Please answer from the Indian Antics letter below: roughly how many male prisoners does the Malkangiri jail hold?

## PAGE TEXT:
───

6.1.02

Indian Antics VI

Season's Greetings to you, and best wishes for the New Year. It's been two weeks since I last wrote but I’m back in Malkangiri now and all set to get back into work. Today you’ll celebrate Christmas with me in rural India, after which we'll take a trip down south for the New Year. We'll experience Indian trains, buses, horse carts, tractors and of course the auto-rickshaw, as we see the sights and meet the people. As always I'll leave you with some points for concern, and thank you for your ongoing prayers.

Recent News
Today is my first day in Malkangiri for ten days. The familiar sounds of the afternoon are welcoming and very relaxing. Even the 6am temple chants this morning were pleasantly homely. As we drove back here yesterday, I watched the scenery grow slowly more wild while its inhabitants became more and more rugged. These remote parts of Orissa are certainly the most beautiful parts of India that I’ve seen. The people live in comfortable harmony with the land they are dependent on, moulding into and complementing the landscape collage. It was for these people I came here six weeks ago and it was with some disappointment I was told we were going away for almost two weeks. Dr Iris was to attend the Interserve conference in Pune, along with most of the Interserve volunteers. Remo was to set up and run a stall for the Reaching Hand Society at a large students convention down in Bangalore. By the instruction of the local police, foreign volunteers were not to stay in Malkangiri 'alone', due to the terrorist activities of the Naxolite group. So I packed my bags and went south to Bangalore, along with Remo, Laban and Dave (the other Aussie). But before I get onto that, let's first backtrack to Christmas here in Malkangiri.

Behind Bars
You will remember me telling you of the many Christmas programs I helped out at - 17 in total. But the most interesting one by far, was the program in the local jail. On Christmas Eve (Monday) I’d finished up at the medical clinic and said goodbye to Padma, who was doing reasonably well. I then met up with Probakar, a 21yo literacy worker with RHS, and he dinked me to the jail on his bike. The Malkangiri jail is tucked in behind the police station. It accommodates around 200 male prisoners and 5 females. 70% of the inmates are non-caste tribals, 13% are local casted Indians, and 7% are other casted Indians caught for drug trafficking. Offences range from stealing and assault right up to murder (many of the women murdered their drunken husbands), and even child sacrifice. Two high caste men in there had been convicted of the latter. Apparently one of them had had a dream in which he was told to kill a child and thus uncover vast amounts of buried treasure. After kidnapping an innocent child, they cut out his tongue to prevent him screaming for help. Then, after torturing and mutilating the boy they left him to die. Needless to say, no treasure was found. On the other end of the scale, many of the tribals have had inadequate judicial support, and will remain imprisoned until a family member can pay their way out.

───

## DATASET:
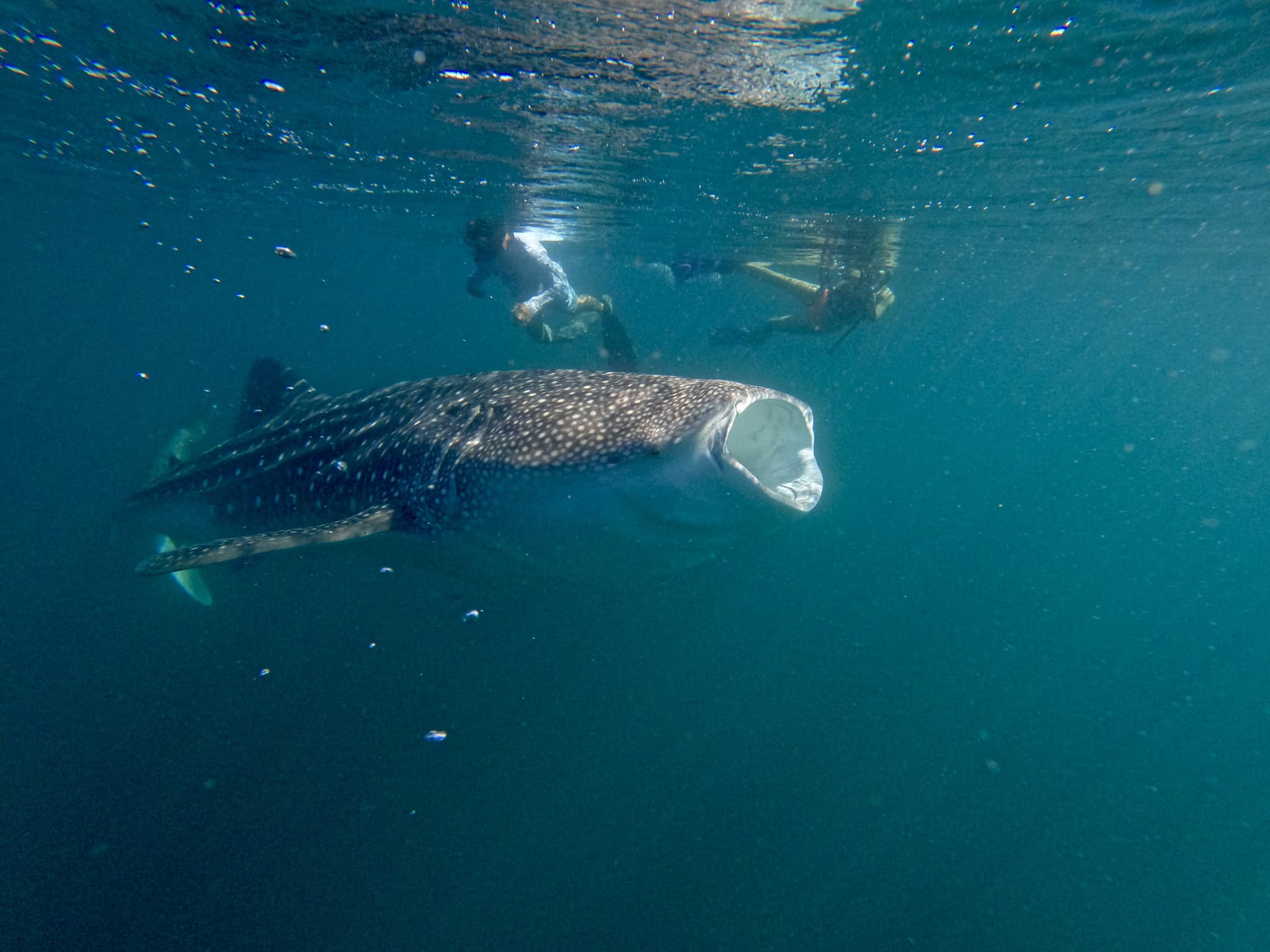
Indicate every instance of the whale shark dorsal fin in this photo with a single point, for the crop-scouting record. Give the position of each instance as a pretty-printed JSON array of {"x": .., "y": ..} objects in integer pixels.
[
  {"x": 270, "y": 389},
  {"x": 368, "y": 522}
]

───

## SOLUTION BELOW:
Around 200